# [TASKS AND EXERCISES]
1: In the Hanukkah essay, transcribe the passage that begins at the words "The English word" and stops after the words "his native Galilee.".
2: Using the Hanukkah essay, answer these:
(a) On what day and month of the Jewish lunar calendar does Hanukkah always fall?
(b) In which state did the writer grow up during the 1950s?
(c) Which chapter and verse of the Gospel of John describe Jesus preaching during the Feast of Dedication?
___ EXTRACTED TEXT
Story Of Jewish Hanukkah Miracles Inspired Persecuted Christians.

The Jewish 8-day holiday of Hanukkah (Hebrew for “Dedication”) begins at sunset tonight, December 18.  Hanukkah begins on a different day each year in our Roman solar calendar.  However, it is always on the 25th day of the winter month of Kislev in the Jewish lunar calendar where each month begins with the New Moon.  Is this coincidence?  Or something more?

Two thousand years ago, Hanukkah was a major Jewish festival of miracles that inspired Jews and early Christians alike.  Later, Jewish religious leaders suppressed and ignored both the holiday and the story behind it.  Meanwhile, early Christians were inspired by it.  It was early Christians who preserved the Hanukkah story by including the Book of Maccabees in their Bible when Jews excluded it from theirs.

When I was a kid in New Jersey in the 1950’s, the holiday was usually spelled Chanukah with the “ch” pronounced “kh”. I was taught in Hebrew school that it was a minor holiday for Jews. My rabbi even criticized American Jews who made a big deal out of Hanukkah. He said they did it only to imitate Christians who celebrated Christmas during the same time of year.

In public school, I was embarrassed when “I Have A Little Dreidel” was sung along with one beautiful, inspiring, and majestic Christmas carol after another.

Hanukkah is not mentioned anywhere in the Jewish Old Testament. It is barely mentioned in the Jewish Mishna and Talmud, the two other sets of books that define and describe modern Judaism.

However, the complete story of Hanukkah is found in the Book of Maccabees, a book in the “Apocrypha” (hidden books) of Roman Catholic and Greek Orthodox Christian Bibles. That is because the Book of Maccabees and the Hanukkah story were among the sacred texts and books of prophets recognized by most Jews during the days of Jesus and the Apostles.

The English word “macabre” probably comes from the word “Maccabee.  Plays telling the story of Hanukkah from the Book of Maccabees were often performed in Catholic churches during the Middle Ages. The Gospel of John (10:22) describes how Jesus preached in Holy Temple in Jerusalem during the Feast of Dedication (the English translation of Hanukkah).  After his life was threatened, Jesus only seemed to visit the capital of Jerusalem (with its Roman soldiers and wealthy and powerful elites) during major holidays.  That was the only time he was surrounded and protected by large crowds of common people from farms and small towns in his native Galilee.
______
___ DATA PROVIDED
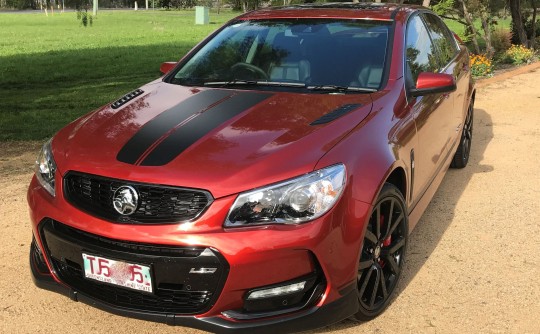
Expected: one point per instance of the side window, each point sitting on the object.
(420, 52)
(442, 38)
______
# [ANSWERS TO THE TASKS]
1:
The English word “macabre” probably comes from the word “Maccabee.  Plays telling the story of Hanukkah from the Book of Maccabees were often performed in Catholic churches during the Middle Ages. The Gospel of John (10:22) describes how Jesus preached in Holy Temple in Jerusalem during the Feast of Dedication (the English translation of Hanukkah).  After his life was threatened, Jesus only seemed to visit the capital of Jerusalem (with its Roman soldiers and wealthy and powerful elites) during major holidays.  That was the only time he was surrounded and protected by large crowds of common people from farms and small towns in his native Galilee.

2:
(a) The 25th day of Kislev
(b) New Jersey
(c) 10:22